+++ PROVIDED DATA
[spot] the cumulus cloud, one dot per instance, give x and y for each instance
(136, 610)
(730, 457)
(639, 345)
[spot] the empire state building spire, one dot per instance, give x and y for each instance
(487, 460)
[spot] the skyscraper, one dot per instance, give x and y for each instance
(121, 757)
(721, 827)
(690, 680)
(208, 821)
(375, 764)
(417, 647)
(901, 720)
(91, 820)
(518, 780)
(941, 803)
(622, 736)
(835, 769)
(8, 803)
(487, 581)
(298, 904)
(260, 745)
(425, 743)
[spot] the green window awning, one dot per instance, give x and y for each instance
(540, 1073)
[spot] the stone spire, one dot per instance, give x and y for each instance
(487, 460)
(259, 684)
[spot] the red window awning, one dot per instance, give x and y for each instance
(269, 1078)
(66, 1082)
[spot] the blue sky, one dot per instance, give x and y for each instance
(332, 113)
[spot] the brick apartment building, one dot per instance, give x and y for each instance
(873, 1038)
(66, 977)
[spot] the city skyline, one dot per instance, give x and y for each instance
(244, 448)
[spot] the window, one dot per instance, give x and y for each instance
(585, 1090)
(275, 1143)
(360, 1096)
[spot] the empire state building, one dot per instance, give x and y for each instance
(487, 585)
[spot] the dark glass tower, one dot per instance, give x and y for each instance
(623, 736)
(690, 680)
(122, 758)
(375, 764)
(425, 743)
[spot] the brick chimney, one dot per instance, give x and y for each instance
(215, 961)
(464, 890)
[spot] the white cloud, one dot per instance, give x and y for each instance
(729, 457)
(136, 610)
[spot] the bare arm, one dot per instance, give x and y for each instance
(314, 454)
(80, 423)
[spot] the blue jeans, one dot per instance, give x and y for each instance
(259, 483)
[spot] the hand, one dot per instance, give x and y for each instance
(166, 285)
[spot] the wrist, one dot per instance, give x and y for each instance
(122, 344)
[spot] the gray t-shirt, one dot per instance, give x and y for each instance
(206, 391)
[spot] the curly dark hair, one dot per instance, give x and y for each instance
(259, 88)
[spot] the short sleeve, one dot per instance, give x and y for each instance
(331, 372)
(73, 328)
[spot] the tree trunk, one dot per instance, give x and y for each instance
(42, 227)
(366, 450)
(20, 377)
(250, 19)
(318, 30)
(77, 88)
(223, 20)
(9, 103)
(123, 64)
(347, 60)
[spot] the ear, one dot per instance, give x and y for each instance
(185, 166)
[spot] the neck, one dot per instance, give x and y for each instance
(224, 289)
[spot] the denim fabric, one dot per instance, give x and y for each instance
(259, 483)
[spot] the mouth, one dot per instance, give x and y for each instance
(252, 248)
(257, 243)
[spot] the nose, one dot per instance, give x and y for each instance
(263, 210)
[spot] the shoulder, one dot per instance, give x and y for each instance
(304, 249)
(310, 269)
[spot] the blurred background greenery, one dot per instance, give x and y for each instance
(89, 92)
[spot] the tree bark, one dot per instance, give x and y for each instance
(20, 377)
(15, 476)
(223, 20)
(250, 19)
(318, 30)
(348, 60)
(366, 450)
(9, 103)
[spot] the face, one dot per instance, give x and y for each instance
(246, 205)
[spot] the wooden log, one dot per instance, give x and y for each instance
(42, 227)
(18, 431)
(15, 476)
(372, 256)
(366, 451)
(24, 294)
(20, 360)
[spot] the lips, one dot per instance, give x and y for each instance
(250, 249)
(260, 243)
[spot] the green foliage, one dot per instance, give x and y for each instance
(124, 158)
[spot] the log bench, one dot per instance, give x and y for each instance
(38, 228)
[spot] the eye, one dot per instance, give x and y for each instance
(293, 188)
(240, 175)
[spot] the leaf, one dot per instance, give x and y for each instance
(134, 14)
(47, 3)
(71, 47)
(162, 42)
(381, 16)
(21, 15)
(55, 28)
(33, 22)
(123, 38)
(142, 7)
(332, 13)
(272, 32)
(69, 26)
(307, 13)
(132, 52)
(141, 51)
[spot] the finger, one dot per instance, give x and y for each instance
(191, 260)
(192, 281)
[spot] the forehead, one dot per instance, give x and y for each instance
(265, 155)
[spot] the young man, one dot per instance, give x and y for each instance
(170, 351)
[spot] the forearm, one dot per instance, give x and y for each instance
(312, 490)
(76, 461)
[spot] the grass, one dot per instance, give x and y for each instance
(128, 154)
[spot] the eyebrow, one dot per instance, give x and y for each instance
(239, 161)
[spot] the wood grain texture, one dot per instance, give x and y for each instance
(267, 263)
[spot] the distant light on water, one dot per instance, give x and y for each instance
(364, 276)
++++++
WHAT YOU SHOULD DO -
Nothing is to be left out, and every entry is to be transcribed exactly.

EXERCISE RESULT -
[spot] the cumulus cloud, one dot per instance, give x and y for each instance
(136, 610)
(730, 457)
(639, 345)
[spot] the empire state building spire, one dot per instance, give x and y for each instance
(487, 460)
[spot] the skyscraper, one dot per instance, give x and y for each instance
(121, 757)
(721, 827)
(690, 680)
(208, 821)
(375, 764)
(417, 647)
(901, 720)
(91, 820)
(518, 780)
(941, 803)
(622, 736)
(835, 769)
(8, 803)
(487, 581)
(298, 904)
(260, 745)
(425, 743)
[spot] the green window awning, one dot per instance, give x and y for each instance
(540, 1073)
[spot] the stone spire, one dot per instance, give x and y for each instance
(487, 460)
(259, 684)
[spot] the red window awning, one dot per instance, give x and y for each instance
(269, 1078)
(66, 1082)
[spot] the blue sky, one dot per instance, give x and y for each instance
(332, 113)
[spot] the brick apartment building, one dot per instance, give x and y for each instance
(873, 1038)
(66, 977)
[spot] the city skyline, one dot per instance, give x and y for each instance
(244, 448)
[spot] the window, one dot per instance, give x and y for each instance
(585, 1090)
(275, 1143)
(360, 1096)
[spot] the empire state building, one dot per instance, give x and y for each instance
(487, 585)
[spot] the dark glass tower, one dot per instance, give x and y for each instance
(623, 736)
(690, 680)
(122, 758)
(375, 764)
(425, 743)
[spot] the brick chimney, one dot per instance, give x and y for each instance
(215, 961)
(464, 890)
[spot] the white cloud, one dot per instance, give x and y for each instance
(729, 457)
(136, 610)
[spot] the bare arm, one dot per instance, give x and y for each instance
(314, 454)
(80, 423)
[spot] the blue jeans, one dot per instance, give x and y for each instance
(259, 483)
[spot] the hand, one dot per instance, give x and y for each instance
(166, 285)
[spot] the wrist, one dot per instance, give x and y for each instance
(122, 344)
[spot] the gray t-shirt, one dot per instance, give x and y for each instance
(206, 391)
[spot] the curly dark hair, one dot per instance, give x and y for each instance
(259, 88)
[spot] the short sleeve, one dot per instance, give x and y for each instance
(331, 372)
(73, 328)
[spot] the tree trunk, one dot per instance, give x and y for each instance
(42, 227)
(366, 450)
(20, 377)
(250, 19)
(318, 30)
(77, 88)
(223, 20)
(9, 103)
(123, 64)
(347, 60)
[spot] the ear, one dot per instance, give x and y for each instance
(185, 166)
[spot] the neck, one dot per instance, give x and y for each instance
(224, 289)
[spot] the denim fabric, one dot per instance, give x and y for each instance
(259, 483)
[spot] the mouth, one dot per instance, give x and y for each instance
(252, 248)
(257, 243)
[spot] the nose, one dot per instance, give x and y for each instance
(263, 210)
[spot] the shoulder, one dot per instance, give x and y for each instance
(304, 249)
(310, 269)
[spot] the blurred background greenery, one dot per instance, give x and y for each instance
(89, 92)
[spot] the tree bark, one dot per instance, give x and y for each instance
(20, 377)
(15, 476)
(223, 20)
(250, 19)
(318, 30)
(348, 60)
(366, 450)
(9, 103)
[spot] the face, one dot per instance, give x and y for each instance
(246, 205)
[spot] the wooden log, one dot per instance, give x and y for each instance
(42, 227)
(18, 431)
(15, 476)
(372, 256)
(366, 451)
(24, 294)
(20, 360)
[spot] the lips, one dot per instance, give x and y for each instance
(250, 249)
(260, 243)
[spot] the green foliage, one dot per instance, give x and y for each instance
(124, 158)
[spot] the log bench, one dot per instance, give x and y for each instance
(38, 228)
[spot] the eye, one dot per instance, give x and y for each instance
(293, 188)
(240, 175)
[spot] the leaf, one dot per instance, give x and y for each instance
(134, 14)
(47, 3)
(71, 47)
(162, 42)
(381, 16)
(21, 15)
(55, 28)
(33, 22)
(123, 38)
(142, 7)
(332, 13)
(272, 32)
(69, 26)
(307, 13)
(132, 52)
(141, 51)
[spot] the finger, one dot per instance, give x and y for each instance
(191, 260)
(192, 281)
[spot] the forehead, one dot per instance, give x and y for each instance
(265, 155)
[spot] the young man, one dot per instance, give x and y for each instance
(170, 351)
[spot] the forearm, one dot per instance, give x and y for each instance
(312, 490)
(76, 461)
[spot] the grass, one dot per instance, give x and y for each instance
(128, 154)
[spot] the eyebrow, one dot per instance, give x and y for each instance
(239, 161)
[spot] the wood grain texture, one dot per instance, give x and y for each instance
(267, 263)
[spot] the distant light on water, one dot per instance, give x and y for each instance
(364, 276)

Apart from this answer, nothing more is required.